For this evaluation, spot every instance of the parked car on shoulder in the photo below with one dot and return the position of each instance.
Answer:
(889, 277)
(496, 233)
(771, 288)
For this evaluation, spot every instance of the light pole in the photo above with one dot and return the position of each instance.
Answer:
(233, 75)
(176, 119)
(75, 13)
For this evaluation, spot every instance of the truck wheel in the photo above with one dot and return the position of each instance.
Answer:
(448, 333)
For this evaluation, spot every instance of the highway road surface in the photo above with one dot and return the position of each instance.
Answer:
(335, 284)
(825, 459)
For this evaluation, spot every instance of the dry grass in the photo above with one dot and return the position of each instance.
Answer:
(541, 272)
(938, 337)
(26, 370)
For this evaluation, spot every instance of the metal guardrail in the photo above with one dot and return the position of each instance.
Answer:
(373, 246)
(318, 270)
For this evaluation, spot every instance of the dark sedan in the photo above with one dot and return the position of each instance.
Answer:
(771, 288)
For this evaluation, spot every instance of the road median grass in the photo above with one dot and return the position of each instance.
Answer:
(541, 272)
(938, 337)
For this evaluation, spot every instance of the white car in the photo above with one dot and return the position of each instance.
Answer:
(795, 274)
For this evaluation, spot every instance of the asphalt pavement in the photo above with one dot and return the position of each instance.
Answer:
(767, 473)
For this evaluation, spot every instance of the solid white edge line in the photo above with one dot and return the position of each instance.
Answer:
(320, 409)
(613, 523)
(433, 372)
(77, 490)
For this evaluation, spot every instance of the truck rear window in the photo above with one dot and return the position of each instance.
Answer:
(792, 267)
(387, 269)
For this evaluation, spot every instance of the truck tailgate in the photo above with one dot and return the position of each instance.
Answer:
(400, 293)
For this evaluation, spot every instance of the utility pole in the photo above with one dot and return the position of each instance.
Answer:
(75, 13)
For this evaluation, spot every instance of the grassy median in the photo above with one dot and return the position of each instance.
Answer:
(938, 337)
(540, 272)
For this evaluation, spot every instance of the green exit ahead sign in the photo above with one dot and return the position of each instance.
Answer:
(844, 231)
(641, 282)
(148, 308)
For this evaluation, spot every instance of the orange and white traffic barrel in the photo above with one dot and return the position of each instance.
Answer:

_WHAT THE EXERCISE ASKS_: Each line of the material above must be retyped precisely.

_RESULT BELOW_:
For this evaluation, spot every instance of the parked car on shoulder in the photo below with one dot and return the position of each instance.
Answer:
(889, 277)
(496, 233)
(771, 288)
For this evaluation, spot every instance of the light pole in the photo above with one dot and return the position of each instance.
Answer:
(233, 75)
(176, 119)
(75, 13)
For this evaluation, spot every instance of the truck wheel in the photo above with one dot and return the position of each instance.
Answer:
(448, 333)
For this evaluation, spot every instance of the highway road surface in the photo above with one dot and return the position of each instance.
Answer:
(335, 284)
(825, 459)
For this evaluation, spot every instance of the dry grass in the photo above with one dot and return the position of each instance.
Answer:
(541, 272)
(938, 337)
(26, 370)
For this evaluation, spot every instance of the metal guardrail in the photo above with one dot and return the position of each instance.
Answer:
(373, 246)
(318, 270)
For this evaluation, spot every instance of the dark sedan in the photo above with one dot and return the position of each instance.
Answer:
(771, 288)
For this evaluation, spot every instance of the road median grass in the photo above with one dot and return the position of each instance.
Answer:
(541, 272)
(938, 337)
For this evaluation, spot every instance of the white car in the photo above with one dot and return the position of each instance.
Answer:
(795, 274)
For this evaluation, spot every instance of the asphalt pavement in the photo above with one dot and return the position of each instance.
Answer:
(767, 473)
For this evaluation, spot every instance of the solid white edge line in the photo above with one dot and return the position of each instance.
Answer:
(320, 409)
(613, 523)
(433, 372)
(77, 490)
For this evaluation, spot every instance of the truck rear window in the photo above with one dot and return the position of each instance.
Answer:
(792, 267)
(387, 269)
For this evaluation, spot every instance of the truck tailgate in the photo above with one dot and return the position of each instance.
Answer:
(400, 293)
For this evaluation, spot every instance of the utility pole in the photo above with one dot and return the position of each instance.
Answer:
(75, 13)
For this evaluation, spot every instance of the grassy median in the photo above with one dot and return the position of each instance.
Answer:
(938, 337)
(540, 272)
For this evaluation, spot every instance of the green exit ahead sign in the photo above with one dot and return the position of each instance.
Answer:
(844, 231)
(641, 282)
(148, 308)
For this evaluation, spot every instance of the orange and white traffic barrel in the photo above with one dot and return the position of each instance.
Answer:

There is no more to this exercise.